Dataset records
────────────────────

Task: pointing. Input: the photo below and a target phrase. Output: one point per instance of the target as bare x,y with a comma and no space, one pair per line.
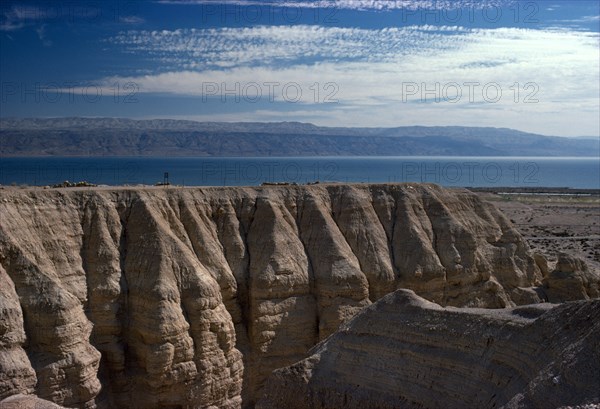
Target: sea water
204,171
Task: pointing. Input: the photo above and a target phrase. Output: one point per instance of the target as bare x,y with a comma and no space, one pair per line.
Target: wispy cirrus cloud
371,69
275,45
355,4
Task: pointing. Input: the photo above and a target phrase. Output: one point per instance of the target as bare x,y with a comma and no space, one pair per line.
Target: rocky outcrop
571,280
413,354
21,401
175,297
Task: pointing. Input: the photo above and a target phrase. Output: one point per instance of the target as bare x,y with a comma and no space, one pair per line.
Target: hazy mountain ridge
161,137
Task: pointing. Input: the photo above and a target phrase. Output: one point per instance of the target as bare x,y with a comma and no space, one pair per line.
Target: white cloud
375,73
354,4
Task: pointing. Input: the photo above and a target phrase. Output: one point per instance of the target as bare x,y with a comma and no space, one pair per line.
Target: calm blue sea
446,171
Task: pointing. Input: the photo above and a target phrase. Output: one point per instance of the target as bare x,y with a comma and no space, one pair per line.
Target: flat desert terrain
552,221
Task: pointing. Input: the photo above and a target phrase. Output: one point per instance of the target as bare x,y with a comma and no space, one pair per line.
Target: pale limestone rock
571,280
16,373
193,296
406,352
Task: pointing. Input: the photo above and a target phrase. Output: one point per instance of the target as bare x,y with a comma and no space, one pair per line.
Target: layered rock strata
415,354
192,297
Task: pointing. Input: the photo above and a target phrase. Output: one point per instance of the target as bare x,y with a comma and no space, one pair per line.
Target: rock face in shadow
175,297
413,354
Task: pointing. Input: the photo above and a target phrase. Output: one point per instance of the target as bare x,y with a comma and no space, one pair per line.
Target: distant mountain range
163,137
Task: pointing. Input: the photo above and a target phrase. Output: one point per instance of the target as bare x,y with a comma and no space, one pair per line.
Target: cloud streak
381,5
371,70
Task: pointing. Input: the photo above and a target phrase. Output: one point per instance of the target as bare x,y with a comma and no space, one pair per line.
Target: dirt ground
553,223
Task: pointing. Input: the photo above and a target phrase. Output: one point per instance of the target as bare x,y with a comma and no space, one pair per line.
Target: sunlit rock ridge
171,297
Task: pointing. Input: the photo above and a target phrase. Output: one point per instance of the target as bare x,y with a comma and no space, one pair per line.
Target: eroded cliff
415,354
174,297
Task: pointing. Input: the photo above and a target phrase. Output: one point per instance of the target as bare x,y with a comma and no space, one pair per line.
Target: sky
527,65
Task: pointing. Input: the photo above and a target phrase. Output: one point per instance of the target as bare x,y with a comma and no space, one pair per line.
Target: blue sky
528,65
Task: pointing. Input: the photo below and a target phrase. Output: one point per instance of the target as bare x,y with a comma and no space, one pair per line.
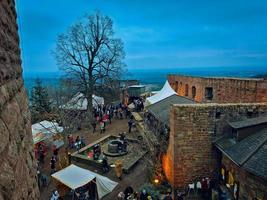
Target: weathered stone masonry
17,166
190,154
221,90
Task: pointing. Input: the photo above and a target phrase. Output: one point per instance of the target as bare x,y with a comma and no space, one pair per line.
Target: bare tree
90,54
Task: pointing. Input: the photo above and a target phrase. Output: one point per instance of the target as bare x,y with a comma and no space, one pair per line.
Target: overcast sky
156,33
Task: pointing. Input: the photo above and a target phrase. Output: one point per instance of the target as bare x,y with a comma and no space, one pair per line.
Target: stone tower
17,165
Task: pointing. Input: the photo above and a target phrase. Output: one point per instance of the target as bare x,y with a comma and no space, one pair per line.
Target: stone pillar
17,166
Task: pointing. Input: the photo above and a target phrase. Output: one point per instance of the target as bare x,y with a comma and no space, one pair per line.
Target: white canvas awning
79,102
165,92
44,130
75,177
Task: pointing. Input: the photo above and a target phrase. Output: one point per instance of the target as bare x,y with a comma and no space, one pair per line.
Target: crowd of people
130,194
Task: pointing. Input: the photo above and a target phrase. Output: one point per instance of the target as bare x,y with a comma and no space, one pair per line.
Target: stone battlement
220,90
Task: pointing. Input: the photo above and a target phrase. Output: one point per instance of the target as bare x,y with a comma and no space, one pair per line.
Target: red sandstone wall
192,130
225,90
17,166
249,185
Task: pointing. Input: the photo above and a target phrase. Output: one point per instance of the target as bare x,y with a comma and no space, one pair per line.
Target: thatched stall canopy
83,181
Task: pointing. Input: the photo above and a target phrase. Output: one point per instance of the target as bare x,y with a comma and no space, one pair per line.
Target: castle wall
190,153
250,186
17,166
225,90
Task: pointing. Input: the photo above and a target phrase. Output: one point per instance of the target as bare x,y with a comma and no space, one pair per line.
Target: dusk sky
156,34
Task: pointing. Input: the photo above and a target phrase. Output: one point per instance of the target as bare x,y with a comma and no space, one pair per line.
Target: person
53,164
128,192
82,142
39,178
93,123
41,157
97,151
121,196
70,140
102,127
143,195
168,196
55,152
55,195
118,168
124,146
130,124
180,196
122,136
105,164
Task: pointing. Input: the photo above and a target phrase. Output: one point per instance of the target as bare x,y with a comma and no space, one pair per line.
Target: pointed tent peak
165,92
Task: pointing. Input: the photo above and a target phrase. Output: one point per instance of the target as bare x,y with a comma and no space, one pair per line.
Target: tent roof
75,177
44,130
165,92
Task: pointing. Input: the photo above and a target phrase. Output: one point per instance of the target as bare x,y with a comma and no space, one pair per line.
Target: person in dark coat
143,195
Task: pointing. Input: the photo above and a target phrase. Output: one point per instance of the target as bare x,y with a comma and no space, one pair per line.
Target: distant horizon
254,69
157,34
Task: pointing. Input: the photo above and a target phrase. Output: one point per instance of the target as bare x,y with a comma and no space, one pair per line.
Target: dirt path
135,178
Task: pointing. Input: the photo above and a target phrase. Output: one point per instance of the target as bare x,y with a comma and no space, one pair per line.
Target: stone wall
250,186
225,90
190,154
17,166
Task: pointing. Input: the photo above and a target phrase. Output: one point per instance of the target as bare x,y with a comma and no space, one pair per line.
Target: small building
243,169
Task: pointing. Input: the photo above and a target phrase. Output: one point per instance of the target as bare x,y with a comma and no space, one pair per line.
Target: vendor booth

────────────────────

WHAT THIS TASK INVOLVES:
Omit the pictures and give the material again, exactly and in full.

SOLUTION TO THIS TASK:
Task: pointing. Input: the photo below and a target phrase. Output: one point per instance of the target as bare x,y with a comma and no space, one pair per line.
Target: sea water
204,171
Task: pointing. Input: the photo above and a target phrase. Output: one point per instance of the target as bare x,y with a comma and no space, one pair per line.
Target: wispy cirrus cloud
371,69
275,45
355,4
Task: pointing. Input: the photo above and a target phrase. Output: one point per instance of the target as bare x,y with a comma and no space, one pair per line.
Target: rocky outcrop
571,280
413,354
21,401
175,297
Task: pointing. Input: the photo above and a target phrase. Output: one point per instance of the target as bare x,y with a comma and no space, one pair per line.
Target: hazy mountain ridge
161,137
Task: pointing. Input: the photo above and a target phrase. Output: one point per instance of the target as bare x,y with a comma and no space, one pair per line.
Target: white cloud
375,73
354,4
Task: pointing. Input: the photo above and a target phrase. Output: one point per instance of the target as bare x,y with a comma and no space, one pair per line.
Target: calm blue sea
446,171
Task: pointing. Input: the photo above and a target phrase. Output: one point per instance of the target as bare x,y with a comma and no space, one pair per line.
Target: flat desert terrain
552,221
Task: pointing. Input: the photo above and a target phrase. Output: one point per instance of the target as bare x,y with a comma and no space, one pair per line.
Target: pale limestone rock
571,280
16,373
193,296
406,352
Task: pointing. Input: the photo above and a target phrase. Output: one point per instance of the target as bare x,y with a comma and no space, one pair per line.
Target: layered rock strata
415,354
192,297
Task: pointing. Input: the photo above and a target phrase. Output: one point per instance of the target as bare x,y with a comma and no space, one pair per line.
Target: rock face in shadow
175,297
413,354
Task: pointing. Input: the photo above and a target phrase. Output: one point per instance of the target as bare x,y with a comma and no space, one pair per line.
Target: distant mountain range
163,137
Task: pointing. Input: the photo above and a target phrase. Output: one point per instance of the target as bare x,y with a comma and no space, one pair per line.
Target: cloud streak
381,5
371,70
Task: pointing. Input: the photo above and a target phrase. Output: one point per instance of the target as bare x,y with a comma and no space, one pair per line.
Target: dirt ground
553,223
Task: pointing. Input: the photo above and a target phrase. Output: one point per instance of the target as bare x,y with a comma and no space, one pair per line.
Target: sunlit rock ridge
171,297
Task: pointing. Input: the photo above and a target phrase. Output: one point per instance of the target as bare x,y with a comma and no space, one pair per line.
Target: eroded cliff
415,354
174,297
Task: pointing. Input: the photo above and a target phrase. Output: one point per instance of the target as bare x,y with a comma and no space, one pair per line.
Target: sky
527,65
Task: pointing. Input: the photo above and a target phrase. Output: one point per instance of the target as bare x,y with a comma and no space, one pair per line.
Target: blue sky
528,65
Task: pointing. Input: the photo below and a target phrase. Output: one point per instance of the target as bare x,y with a comma and no space, one pair per line.
Target: weathered stone masonry
17,166
190,154
221,90
Task: pointing. Input: the photo above and a target phrase. Output: one point per instance of the target as bare x,y with a comma and no space, one pair per line.
Target: bare tree
90,54
Task: pointing. Input: the photo above and a target phrase. Output: one point per instance of the target as bare x,y with a comma and no space, one pair per line.
Target: overcast sky
156,33
Task: pointing. Input: the photo above and a target phrase. Output: one point per instance of the target as bare x,y with a comma and no space, one pair per line.
Target: stone tower
17,165
Task: pointing. Input: the photo above and a target phrase. Output: one point per instance of the target as bare x,y with a comma and no space, one pair per line.
Target: stone pillar
17,166
Task: pointing. Input: the photo above and a target phrase. Output: one point per instance of the target as bare x,y with a comma and no space, one pair per line.
Target: white canvas awning
79,102
165,92
44,130
75,177
Task: pointing. Input: the photo above and a target phrase. Output: one point per instance of the target as bare x,y with a comma and no space, one pair per line.
Target: crowd of people
130,194
Task: pointing. Input: the photo above and a target phrase. Output: one point per instance of the target as bare x,y with a comma and no space, one pair per line.
Target: stone battlement
220,90
Task: pointing. Input: the photo above and a target phrase. Output: one point per instance of the target as bare x,y with a comma and no space, one pair per line.
Target: red sandstone wall
192,130
225,90
17,166
249,185
Task: pointing. Input: the photo above and a target phrase. Output: one point per instance of the target as bare x,y with a comma and no space, one pair per line.
Target: thatched stall canopy
83,181
Task: pointing. Input: the photo above and a target phrase. Output: one point per instance of the target as bare x,y with a comma and no space, one pair per line.
Target: castle wall
190,153
250,186
17,166
225,90
Task: pointing. Input: the photo above and a target phrase. Output: one point per instance of the target as bare x,y with a comma and no space, one pair per line.
Target: dusk sky
156,34
Task: pointing. Input: the photo above and a target phrase. Output: one point per instance of the target as bare x,y with a comma and no space, one pair per line.
Target: person
53,164
128,192
82,142
39,178
93,123
41,157
97,151
121,196
70,140
102,127
143,195
168,196
55,152
55,195
118,168
124,146
130,124
180,196
122,136
105,164
Task: pointing. Input: the photo above and a target phrase. Output: one point per instance of the target as bare x,y with a comma and no space, one pair per line.
Target: pointed tent peak
165,92
Task: pointing. Input: the photo above and a target phrase. Output: one point per instance of the target as bare x,y with a comma and no space, one pair per line.
Target: tent roof
75,177
44,130
165,92
Task: pointing. Input: the photo above and a target phrase. Output: one point per instance of the target as bare x,y with a comma and no space, one pair per line.
Target: person in dark coat
143,195
Task: pointing. Input: the photo above and a target phrase. Output: one point per instance of the target as bare x,y with a comma and no space, one pair per line.
Target: distant horizon
254,69
157,34
Task: pointing. Input: the photo above and a target phrase. Output: one point per instance of the target as bare x,y with a comma and no space, one pair per line.
Target: dirt path
135,178
Task: pointing. Input: the photo above and a target phrase. Output: one point per instance of the target as bare x,y with a comma and no space, one pair per line.
Target: stone wall
250,186
225,90
190,154
17,166
Task: pointing. Input: the photo above and a target phrase. Output: one point per instance of the target as bare x,y with a comma and no space, one pair per line.
Target: small building
243,169
Task: pointing. Input: the photo above and a target phrase. Output: one point per instance of the target as bare x,y with a comma and no space, one pair per line.
Target: vendor booth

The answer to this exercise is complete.